__YOUR OBJECTIVE__
Output the records exactly, every one of them.

#####

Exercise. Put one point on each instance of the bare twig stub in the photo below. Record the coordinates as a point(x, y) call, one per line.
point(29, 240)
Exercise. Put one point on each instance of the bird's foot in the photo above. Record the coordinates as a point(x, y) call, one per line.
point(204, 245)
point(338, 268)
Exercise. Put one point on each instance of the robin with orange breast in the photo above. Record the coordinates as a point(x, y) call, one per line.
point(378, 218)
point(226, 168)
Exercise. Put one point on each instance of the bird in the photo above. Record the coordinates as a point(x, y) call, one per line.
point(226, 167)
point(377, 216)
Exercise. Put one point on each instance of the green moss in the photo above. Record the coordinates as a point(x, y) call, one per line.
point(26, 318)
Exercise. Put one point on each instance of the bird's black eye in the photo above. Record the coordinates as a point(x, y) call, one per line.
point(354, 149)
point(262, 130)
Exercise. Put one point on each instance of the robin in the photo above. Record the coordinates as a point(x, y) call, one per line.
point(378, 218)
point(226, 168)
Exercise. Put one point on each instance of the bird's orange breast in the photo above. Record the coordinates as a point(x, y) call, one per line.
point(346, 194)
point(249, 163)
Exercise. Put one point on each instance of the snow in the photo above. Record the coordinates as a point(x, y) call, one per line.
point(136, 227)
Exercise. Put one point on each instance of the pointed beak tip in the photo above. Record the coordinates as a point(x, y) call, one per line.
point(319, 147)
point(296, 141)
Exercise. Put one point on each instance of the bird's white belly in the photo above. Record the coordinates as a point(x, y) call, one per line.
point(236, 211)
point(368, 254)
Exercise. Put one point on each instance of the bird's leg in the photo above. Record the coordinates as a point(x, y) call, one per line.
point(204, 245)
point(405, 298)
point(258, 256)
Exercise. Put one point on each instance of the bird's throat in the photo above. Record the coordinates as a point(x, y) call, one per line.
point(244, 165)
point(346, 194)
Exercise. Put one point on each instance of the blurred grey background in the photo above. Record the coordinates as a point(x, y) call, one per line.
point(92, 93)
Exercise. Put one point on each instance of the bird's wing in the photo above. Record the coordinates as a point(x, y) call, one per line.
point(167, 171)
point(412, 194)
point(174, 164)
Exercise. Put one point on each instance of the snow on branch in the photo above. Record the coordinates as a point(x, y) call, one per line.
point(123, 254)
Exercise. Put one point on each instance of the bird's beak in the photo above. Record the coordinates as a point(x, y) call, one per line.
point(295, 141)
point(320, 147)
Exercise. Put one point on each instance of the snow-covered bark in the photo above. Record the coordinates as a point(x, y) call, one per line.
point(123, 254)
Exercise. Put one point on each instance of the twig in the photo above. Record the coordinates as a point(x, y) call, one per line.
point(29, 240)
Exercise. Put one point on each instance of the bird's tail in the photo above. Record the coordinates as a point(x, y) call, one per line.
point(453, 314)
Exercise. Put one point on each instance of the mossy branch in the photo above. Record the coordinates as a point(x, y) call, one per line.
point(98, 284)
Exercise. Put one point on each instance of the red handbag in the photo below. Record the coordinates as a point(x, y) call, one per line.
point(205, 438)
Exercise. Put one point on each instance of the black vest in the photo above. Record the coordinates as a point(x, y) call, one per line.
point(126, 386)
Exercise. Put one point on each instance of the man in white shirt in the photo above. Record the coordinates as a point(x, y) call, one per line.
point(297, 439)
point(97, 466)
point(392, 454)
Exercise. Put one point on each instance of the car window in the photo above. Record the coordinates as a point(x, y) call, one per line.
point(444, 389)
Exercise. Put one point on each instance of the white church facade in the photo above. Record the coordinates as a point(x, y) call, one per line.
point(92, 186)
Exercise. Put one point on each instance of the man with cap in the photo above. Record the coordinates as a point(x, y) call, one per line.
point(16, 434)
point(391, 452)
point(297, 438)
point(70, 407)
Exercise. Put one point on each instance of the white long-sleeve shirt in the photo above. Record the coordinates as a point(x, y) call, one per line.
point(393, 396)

#####

__EXPECTED OUTPUT__
Exercise. Put one point on each instance of the bare twig stub in the photo below. Record the coordinates as a point(x, y) call, one per line.
point(29, 240)
Exercise. Put one point on each instance of the bird's foot in the photo above. Record the coordinates as a point(x, y) call, one per line.
point(204, 245)
point(338, 268)
Exercise. Put one point on each instance of the robin with orange breast in the photo above. Record the coordinates as a point(x, y) call, one per line.
point(378, 218)
point(226, 168)
Exercise. Put one point on each instance of the bird in the photo above. Record the coordinates as a point(x, y) call, one per line.
point(226, 167)
point(377, 216)
Exercise. Put one point on each instance of the green moss in the photo above. Record the coordinates as a point(x, y) call, one per line.
point(26, 318)
Exercise. Put one point on each instance of the bird's black eye in the photo above. Record the coordinates as a point(x, y) call, one per line.
point(354, 149)
point(262, 130)
Exercise. Put one point on each instance of the robin in the photo above. Record the coordinates as a point(x, y) call, one per line.
point(378, 218)
point(226, 168)
Exercise. Put one point on each instance of the bird's orange breast in the photo above. Record the coordinates as a point(x, y) call, one per line.
point(346, 194)
point(249, 163)
Exercise. Put one point on each instance of the snow in the photo above. Record the coordinates as a point(x, y) call, one per line.
point(136, 227)
Exercise. Put one point on each instance of the pointed beak tip in the photo above. Record the coordinates as a point(x, y) call, one per line.
point(319, 147)
point(296, 141)
Exercise. Put one point on each instance of the bird's white belly in the photo above. Record the coordinates as a point(x, y) call, one per line.
point(236, 211)
point(368, 254)
Exercise. Put one point on each instance of the bird's leg in the photo above. Record the coordinates as a point(x, y) call, one per line.
point(204, 245)
point(405, 298)
point(258, 256)
Exercise. Put one point on each instance of the bird's throat in the photo above. Record the coordinates as a point(x, y) call, one per line.
point(244, 165)
point(346, 194)
Exercise. Put one point on each instance of the blurred grey background in the photo above. Record the coordinates as a point(x, y) call, one per line.
point(92, 93)
Exercise. Put one point on each instance of the bird's wing in the photo above. Record the coordinates as a point(x, y) call, one per line.
point(167, 171)
point(412, 194)
point(174, 164)
Exercise. Put one point on each instance of the snow on branch in the photo above. Record the coordinates as a point(x, y) call, one per line.
point(123, 254)
Exercise. Put one point on each instance of the bird's beak in the photo above. Record the coordinates as a point(x, y) call, one per line.
point(295, 141)
point(320, 147)
Exercise. Put one point on each instance of the snow-covered bark in the photo above. Record the coordinates as a point(x, y) call, one per line.
point(123, 254)
Exercise. Put one point on each instance of the twig in the photo above. Record the coordinates as a point(x, y) call, one per line.
point(29, 240)
Exercise. Put one point on each instance of the bird's tail in the photo above. Record the coordinates as a point(x, y) call, one per line.
point(453, 314)
Exercise. Put one point on each instance of the mossy branch in the photo above. Record the coordinates as a point(x, y) call, one per line.
point(98, 284)
Exercise. Put one point on each instance of the red handbag in the photo below. Record the coordinates as a point(x, y) call, one per line.
point(205, 438)
Exercise. Put one point on each instance of the black vest in the photo above. Record the coordinates as a point(x, y) call, one per line.
point(126, 386)
Exercise. Put one point on each instance of the man in white shirt in the photo above. Record the coordinates as a point(x, y) call, one per line.
point(297, 439)
point(97, 466)
point(392, 454)
Exercise. Put one point on each instance of the car window in the photo above. Record the coordinates as a point(x, y) call, one per line.
point(444, 389)
Exercise. Put one point on each instance of the white church facade in the photo above. Record the coordinates as a point(x, y) call, one per line.
point(92, 186)
Exercise. Put one point on each instance of the man with cap in the photo above. Record the coordinates as a point(x, y) call, one per line.
point(16, 434)
point(391, 452)
point(297, 438)
point(70, 407)
Exercise. Put one point on each instance of the white long-sleeve shirt in the photo above. Record the coordinates as a point(x, y) call, one per line.
point(393, 396)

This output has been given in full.